--- Problem details ---
Transcribe the entries exactly. Omit the pictures.

--- The data ---

%%

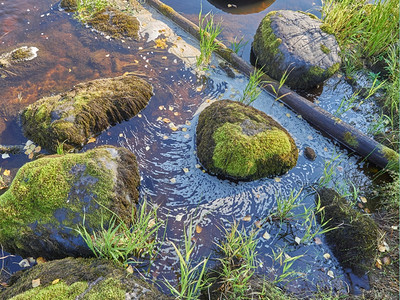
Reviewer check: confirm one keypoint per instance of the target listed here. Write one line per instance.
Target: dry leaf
(247, 218)
(35, 282)
(199, 229)
(266, 236)
(129, 269)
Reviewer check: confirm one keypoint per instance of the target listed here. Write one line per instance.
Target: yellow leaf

%%

--- Task result ---
Reviewer check: confirm one keypoint per instance of the target listed here. Write one line per instance.
Target: dry leaf
(247, 218)
(35, 282)
(199, 229)
(266, 236)
(129, 269)
Reviewer check: confirm one keypoint per instance of the target listed here. Write one line per instance.
Target: yellow leaf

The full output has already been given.